___ Отрывок
Джон О`РАЙЛИ: «В России у человека одно лицо… как правило»

Ирландский режиссер живет в Доме на Набережной, снял фильм о российской столице и ее обитателях.
— Фильм «Москва никогда не спит» — пересечение линий судеб пяти героев на ладони мегаполиса. Да еще в День города. Почему Москва? Это ваша идея или это заказ?

— Один из крупнейших мегаполисов мира — до сих пор «терра инкогнита». Европейцы и американцы не понимают, как люди здесь живут, какая атмосфера. Да и туристов по сравнению с другими европейскими столицами — Берлином, Парижем, Мадридом, даже Стамбулом?— у вас немного. Ведь чтобы к вам приехать, надо делать визу, а это дополнительные усилия. Информацию о России мы получаем через фильтры геополитики. Я люблю и чувствую этот город — половину моей взрослой жизни тут прожил. И когда меня спрашивают: «Вау! Вы живете в Москве? Ну и как там?» — приходится объяснять на пальцах. А кино — империя чувств, язык кино понятен всем. Мне хотелось показать зрителям дух города, как люди относятся друг к другу.
______
___ Предоставленные материалы
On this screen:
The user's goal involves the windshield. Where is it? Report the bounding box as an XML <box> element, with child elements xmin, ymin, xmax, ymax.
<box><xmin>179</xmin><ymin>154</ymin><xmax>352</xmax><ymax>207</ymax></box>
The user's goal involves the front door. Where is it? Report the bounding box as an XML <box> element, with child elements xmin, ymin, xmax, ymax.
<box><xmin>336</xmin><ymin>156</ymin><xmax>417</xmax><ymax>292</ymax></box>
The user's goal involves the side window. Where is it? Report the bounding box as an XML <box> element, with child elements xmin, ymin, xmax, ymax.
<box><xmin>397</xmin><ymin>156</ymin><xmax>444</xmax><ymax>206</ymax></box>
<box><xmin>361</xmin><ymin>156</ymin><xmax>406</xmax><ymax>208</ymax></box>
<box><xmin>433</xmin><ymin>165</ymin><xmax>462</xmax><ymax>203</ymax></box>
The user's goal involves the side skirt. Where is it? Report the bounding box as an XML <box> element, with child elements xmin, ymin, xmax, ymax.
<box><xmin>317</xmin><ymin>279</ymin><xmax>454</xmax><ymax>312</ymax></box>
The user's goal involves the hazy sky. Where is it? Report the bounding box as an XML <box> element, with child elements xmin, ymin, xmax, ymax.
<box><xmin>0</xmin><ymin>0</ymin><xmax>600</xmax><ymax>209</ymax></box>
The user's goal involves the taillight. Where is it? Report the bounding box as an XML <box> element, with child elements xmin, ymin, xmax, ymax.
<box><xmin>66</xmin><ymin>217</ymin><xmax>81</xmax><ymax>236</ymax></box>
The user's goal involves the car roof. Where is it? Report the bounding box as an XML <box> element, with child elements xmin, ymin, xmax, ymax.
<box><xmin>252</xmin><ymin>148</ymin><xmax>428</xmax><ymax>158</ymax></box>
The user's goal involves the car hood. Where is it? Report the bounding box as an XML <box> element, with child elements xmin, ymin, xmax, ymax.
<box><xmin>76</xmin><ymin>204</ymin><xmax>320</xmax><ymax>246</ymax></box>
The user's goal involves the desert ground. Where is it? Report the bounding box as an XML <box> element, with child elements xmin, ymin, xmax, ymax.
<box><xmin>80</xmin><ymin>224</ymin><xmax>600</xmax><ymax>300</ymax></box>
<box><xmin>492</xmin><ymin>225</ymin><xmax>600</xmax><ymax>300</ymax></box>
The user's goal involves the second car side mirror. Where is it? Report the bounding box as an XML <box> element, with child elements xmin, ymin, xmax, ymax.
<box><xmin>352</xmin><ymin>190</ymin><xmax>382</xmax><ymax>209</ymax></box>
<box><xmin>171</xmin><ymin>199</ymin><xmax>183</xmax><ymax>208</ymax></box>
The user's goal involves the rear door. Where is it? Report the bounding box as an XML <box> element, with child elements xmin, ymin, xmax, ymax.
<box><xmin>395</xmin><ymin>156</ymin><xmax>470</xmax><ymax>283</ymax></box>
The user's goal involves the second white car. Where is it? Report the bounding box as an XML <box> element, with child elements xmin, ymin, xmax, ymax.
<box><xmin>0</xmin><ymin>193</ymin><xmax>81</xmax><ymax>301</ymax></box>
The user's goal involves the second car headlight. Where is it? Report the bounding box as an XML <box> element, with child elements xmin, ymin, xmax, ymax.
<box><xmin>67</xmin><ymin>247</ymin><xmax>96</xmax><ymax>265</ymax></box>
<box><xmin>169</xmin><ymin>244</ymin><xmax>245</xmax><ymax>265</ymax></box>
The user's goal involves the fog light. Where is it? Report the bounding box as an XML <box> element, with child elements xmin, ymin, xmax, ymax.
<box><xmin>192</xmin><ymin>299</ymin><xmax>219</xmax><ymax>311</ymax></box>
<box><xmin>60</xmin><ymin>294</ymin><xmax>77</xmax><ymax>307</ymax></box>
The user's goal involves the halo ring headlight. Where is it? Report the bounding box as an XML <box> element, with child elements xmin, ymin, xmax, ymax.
______
» Что нужно сделать:
A - Подсчитайте, в скольких строках записей встречается слово «door» с учетом регистра, и напишите только это число.
B - Продолжите интервью о фильме «Москва никогда не спит», начав сразу после последней фразы.
Отрывок и записи взяты из разных источников.

» Полученные ответы:
A - 2

B -
— Как вы очутились в России, почему здесь застряли?

— Я приехал в 1993?м. Решил изучать русский в университете. Горбачев, перестройка, новая Европа — самые яркие впечатления юности. Я влюбился в город, в язык. А первая любовь не забывается. С того времени у меня здесь много друзей. И я всегда искал повод, чтобы здесь поработать, пожить. Начались какие-то кинопроекты. Через какое-то время меня пригласил Сергей Сельянов снимать кино. Это был фильм «Прячься!».

— Вы обзавелись квартирой или снимаете?

— Снимаю. Хорошее место — Дом на Набережной.

— Насчет хорошего — есть сомнения, вид красивый, да. Вам не мешают стены с ушами, призраки репрессированных?

— Не верю в привидения. Дом отлично построен, мне даже нравится, что дом с историей, пусть даже трагической. И в окне у меня — Кремль и храм Христа Спасителя.

— Вы живете как обычный москвич или все-таки чувствуете себя иностранцем?

— Не знаю, типично ли для москвича — жить в Доме на Набережной? И среди друзей у меня фифти-фифти русских и «иноземцев». Я иностранец, чувствующий себя своим в Москве.

— Какие-то привычки приобрели?

— Признаюсь, не трачу время на адаптацию к русским традициям. Живу, как привык. Мне не нравится, например, собраться большой компанией где-то в клубе или на кухне… и долго пить водку. Когда я только приехал, все это было экзотично.

— Что же изумило более всего?

— Наверное, все, связанное с политикой: люди политики до сих пор шокируют и удивляют.

— Вы отделяете жизнь граждан страны от политики?

— Да. Ваша политическая система за скобки выводит интересы людей. Она довольно странная. И архаичная.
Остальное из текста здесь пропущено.